+++ RECORD EXCERPTS
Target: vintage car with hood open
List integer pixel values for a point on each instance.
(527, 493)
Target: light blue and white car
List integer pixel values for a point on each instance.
++++++
### TASK DESCRIPTION
Rewrite the entire listing above line for line, and add 46 to each pixel coordinate that appears in an answer.

### FINISHED EXERCISE
Target: vintage car with hood open
List integer pixel values for a point on each instance.
(573, 539)
Target: light blue and white car
List integer pixel values for a point on each instance.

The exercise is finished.